= Marcus Petronius Mamertinus =

2nd century Roman senator, governor and praetorian prefect

Marcus Petronius Mamertinus, possibly known as Sextus Petronius Mamertinus, was a Roman senator originally of the Equestrian order. He served as suffect consul in 150 AD as the colleague of Marcus Cassius Apollinaris.

Edward Champlin has argued that Petronius Mamertinus is a kinsman of the orator Fronto, based on a letter Fronto wrote to Petronius, commending a young man to him, in which Fronto addresses Petronius as a member of "our familia". Champlin writes, "There can be no doubt that here, as elsewhere, familia means precisely family to Fronto." Anthony Birley notes this supports his earlier argument that Petronius had an African origin, and further argues that his postulated wife, Septimia, was a cousin of the future emperor Septimius Severus. On the other hand, Géza Alföldy suggested Petronius had an Italian background, where the cognomen Mamertinus is most common.

:: GIVEN REQUEST ::
According to the article on Marcus Petronius Mamertinus, who served as his colleague when he was suffect consul? The lines that follow come from a different source than the text above.

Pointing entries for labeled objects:

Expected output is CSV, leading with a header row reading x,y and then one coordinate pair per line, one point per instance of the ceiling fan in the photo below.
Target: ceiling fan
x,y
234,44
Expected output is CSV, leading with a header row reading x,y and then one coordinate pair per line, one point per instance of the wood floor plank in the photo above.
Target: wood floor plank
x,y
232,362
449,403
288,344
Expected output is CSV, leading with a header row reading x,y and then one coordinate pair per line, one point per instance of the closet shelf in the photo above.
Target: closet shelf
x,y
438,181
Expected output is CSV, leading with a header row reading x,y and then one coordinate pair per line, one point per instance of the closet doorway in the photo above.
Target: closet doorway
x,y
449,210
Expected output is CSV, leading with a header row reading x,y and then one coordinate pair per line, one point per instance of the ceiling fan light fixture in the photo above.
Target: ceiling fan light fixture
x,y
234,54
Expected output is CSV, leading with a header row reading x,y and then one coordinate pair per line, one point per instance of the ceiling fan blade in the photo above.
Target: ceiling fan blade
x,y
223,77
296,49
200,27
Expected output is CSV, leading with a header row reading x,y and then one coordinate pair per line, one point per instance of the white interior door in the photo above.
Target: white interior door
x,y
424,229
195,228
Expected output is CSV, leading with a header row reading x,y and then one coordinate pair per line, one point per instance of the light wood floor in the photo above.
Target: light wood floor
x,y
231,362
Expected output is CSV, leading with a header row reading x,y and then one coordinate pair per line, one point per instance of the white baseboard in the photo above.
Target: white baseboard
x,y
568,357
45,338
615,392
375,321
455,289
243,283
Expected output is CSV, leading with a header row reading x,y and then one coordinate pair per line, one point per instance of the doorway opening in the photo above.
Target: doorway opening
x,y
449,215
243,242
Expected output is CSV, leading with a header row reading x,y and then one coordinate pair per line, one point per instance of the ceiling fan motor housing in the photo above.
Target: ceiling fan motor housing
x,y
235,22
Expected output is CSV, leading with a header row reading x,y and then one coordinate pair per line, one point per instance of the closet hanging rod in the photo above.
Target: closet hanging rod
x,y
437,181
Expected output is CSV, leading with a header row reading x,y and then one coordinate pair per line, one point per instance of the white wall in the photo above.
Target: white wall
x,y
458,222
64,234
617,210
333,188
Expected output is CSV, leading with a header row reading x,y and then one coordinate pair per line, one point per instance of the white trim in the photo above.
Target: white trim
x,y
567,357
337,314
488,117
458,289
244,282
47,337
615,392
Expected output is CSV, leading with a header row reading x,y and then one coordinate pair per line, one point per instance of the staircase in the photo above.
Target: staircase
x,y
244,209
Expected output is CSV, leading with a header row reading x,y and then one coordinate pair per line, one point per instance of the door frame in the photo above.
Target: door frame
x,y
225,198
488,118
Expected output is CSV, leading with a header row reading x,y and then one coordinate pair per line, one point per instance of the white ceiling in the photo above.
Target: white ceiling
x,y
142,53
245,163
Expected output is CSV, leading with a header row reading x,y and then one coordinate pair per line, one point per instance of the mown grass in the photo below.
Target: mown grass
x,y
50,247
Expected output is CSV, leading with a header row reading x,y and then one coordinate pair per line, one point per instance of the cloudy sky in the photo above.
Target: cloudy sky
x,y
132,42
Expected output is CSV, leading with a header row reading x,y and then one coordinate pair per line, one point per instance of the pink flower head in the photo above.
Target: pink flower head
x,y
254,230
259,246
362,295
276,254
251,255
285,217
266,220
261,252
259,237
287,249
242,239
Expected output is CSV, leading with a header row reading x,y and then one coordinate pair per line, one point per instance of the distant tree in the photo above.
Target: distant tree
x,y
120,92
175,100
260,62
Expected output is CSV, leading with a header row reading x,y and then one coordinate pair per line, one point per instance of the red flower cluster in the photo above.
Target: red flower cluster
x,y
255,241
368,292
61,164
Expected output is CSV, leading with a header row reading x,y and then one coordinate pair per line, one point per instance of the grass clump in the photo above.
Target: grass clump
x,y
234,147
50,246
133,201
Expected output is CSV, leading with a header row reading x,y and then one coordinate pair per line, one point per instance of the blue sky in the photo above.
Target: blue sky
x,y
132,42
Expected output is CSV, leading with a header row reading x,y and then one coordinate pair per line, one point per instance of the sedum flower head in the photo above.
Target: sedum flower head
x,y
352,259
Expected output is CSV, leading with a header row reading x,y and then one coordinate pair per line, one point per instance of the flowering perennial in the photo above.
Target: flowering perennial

:: REPLY TO THE TASK ::
Marcus Cassius Apollinaris